必要な作業 A =>
肝臓と肝不全についての文章に、次の(i)〜(iii)が合っているかを判定すること。それぞれ「はい」か「いいえ」で答え、決め手となる文章中の語句をそのまま引用すること。(i) 脂溶性ビタミンは胆汁がなくても吸収できる。(ii) 肝不全には、数日から数週間で急性に進行する場合がある。(iii) 肝不全になると、アンモニアは肝臓で尿素へ分解される。
必要な作業 B =>
肝臓と肝不全についての文章を、最後の文に続けて書き進めること。

文書抜粋 =>
肝臓は文字通り「肝心かなめ」の臓器。肝臓の機能が著しく低下している状態は肝不全と呼ばれます。肝不全はどのような原因で起こり、どのような症状がでるのでしょう?
化学工場としての肝臓の働きとは?
なぜ肝臓は「肝心かなめ」の臓器と呼ばれているのでしょう。それは肝臓が生体内の化学工場としての重要な働きを担っているから。肝臓の働きは多種多様ですが、代表的な働きとしては以下のようなものがあります。
1.エネルギーの保存、供給
腸で吸収された糖や脂肪、タンパク質は、化学工場である肝臓に運ばれて蓄えられます。そして、身体の中で栄養分が不足すると、必要な栄養分を肝臓で合成し供給してくれるのです。
2.有害物質の解毒
肝臓はアルコールや薬、老廃物などの有害な物質を分解し、身体に害が及ばないよう無毒化してくれます。
3.胆汁の生成・分泌
不要になった物質を再利用して胆汁を生成します。胆汁は脂肪を吸収するのに重要な働きをしています。たとえば、ビタミンは脂溶性と水溶性があり、脂溶性ビタミンは胆汁がないと吸収できません。エネルギーとして重要な脂肪を体内に取り込むのにも胆汁が必要です。
肝不全の原因
ではどのような場合に肝臓の働きが低下するのでしょう?肝不全の原因として、肝炎ウイルスやアルコール、薬の副作用などがあります。
- 肝炎ウイルス
- アルコール
- 薬剤
- 自己免疫性肝炎
- 原発性胆汁性肝硬変
- 原発性硬化性胆管炎
- 脂肪肝など
肝不全は、数日から数週間で急性に進行する場合(急性肝炎)と数か月から数年かかって徐々に進行する場合(慢性肝炎)があります。
肝不全で起こる症状

肝不全で起こる症状は以下のようなものがあります。
1.低栄養
肝不全になると栄養分を保存する能力がなくなるため、低栄養状態に陥ります。例えば肝硬変の状態になると、健常者の3日間の絶食に近い状態にわずか半日の絶食で陥るとされています。
2.腹水
肝不全になると肝臓でタンパク質を合成することが難しくなります。血液中に水分を留めておくためにはタンパク質(アルブミン)が必要なのですが、低タンパク状態が続くと血管内に水分を留めておくことができず、血管の圧が亢進することも伴い、お腹に水が溜まってきます。
3.出血傾向
血液を固める凝固に必要なタンパク質が不足するため、アザができやすく血が止まりにくくなります。
4.肝性脳症
小腸で吸収できなかったアミノ酸は腸内細菌のエサとなります。そして腸内細菌がアミノ酸を食べたあとにアンモニアが排出されます。また生体の代謝物としてもアンモニアは生成されます。
通常アンモニアは肝臓で害の少ない尿素へ分解されますが、肝不全になるとアンモニアを分解することができません。アンモニアが多くなると脳が障害を受け意識障害をきたします。これを肝性脳症といいます。

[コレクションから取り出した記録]
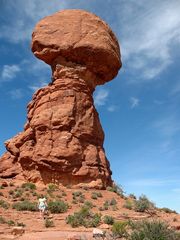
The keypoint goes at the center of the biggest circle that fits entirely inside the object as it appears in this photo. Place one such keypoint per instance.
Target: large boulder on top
(80, 37)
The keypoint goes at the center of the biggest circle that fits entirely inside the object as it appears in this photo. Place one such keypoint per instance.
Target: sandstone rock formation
(62, 141)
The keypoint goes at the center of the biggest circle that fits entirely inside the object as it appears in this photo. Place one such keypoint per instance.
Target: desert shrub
(117, 189)
(29, 185)
(143, 204)
(119, 229)
(52, 187)
(94, 195)
(106, 205)
(113, 202)
(11, 192)
(2, 220)
(114, 208)
(152, 230)
(99, 194)
(25, 206)
(74, 201)
(88, 204)
(168, 210)
(81, 199)
(4, 204)
(108, 220)
(57, 206)
(77, 194)
(64, 194)
(128, 204)
(84, 218)
(21, 224)
(49, 223)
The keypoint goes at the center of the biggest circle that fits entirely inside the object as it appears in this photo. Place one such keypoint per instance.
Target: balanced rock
(62, 141)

記述回答 A =>
(i) いいえ。「脂溶性ビタミンは胆汁がないと吸収できません。」
(ii) はい。「肝不全は、数日から数週間で急性に進行する場合(急性肝炎)」
(iii) いいえ。「肝不全になるとアンモニアを分解することができません。」

記述回答 B =>
5.黄疸
肝不全になると胆汁の成分の生成や分泌が障害されるため、赤血球が壊れる際にできるビリルビンという色素により全身の皮膚や目が黄色くなる黄疸という現象が起きます。
その他にも、吐き気や食欲不振、全身倦怠感などの症状が出てきます。また免疫力も低下するので感染症にもかかりやすくなります。肝不全が進行すると肝腎症候群をきたし腎臓の機能も低下します。
肝不全の治療
肝臓は正常な状態なら3/4切除しても元に戻る能力があるとされています。また肝臓は沈黙の臓器と呼ばれ、肝臓の機能が少しぐらい低下しても症状はほとんどありません。逆に肝臓から症状が出てきた場合というのは、肝不全がかなり進行している状態と考えて良いでしょう。
進行した肝不全では集中治療室での全身管理が必要になることがあります。肝臓の再生能力が戻るまで人工肝補助療法(血液浄化療法)を用いることもありますし、多くはありませんが肝移植の適応となることもあります。
いずれにしても肝不全まで至った場合は治療が困難なことが少なくありません。肝臓の機能は非常に複雑なので、肝不全に陥った肝臓を全面的に置き換えられる人工的な支援装置がないのです。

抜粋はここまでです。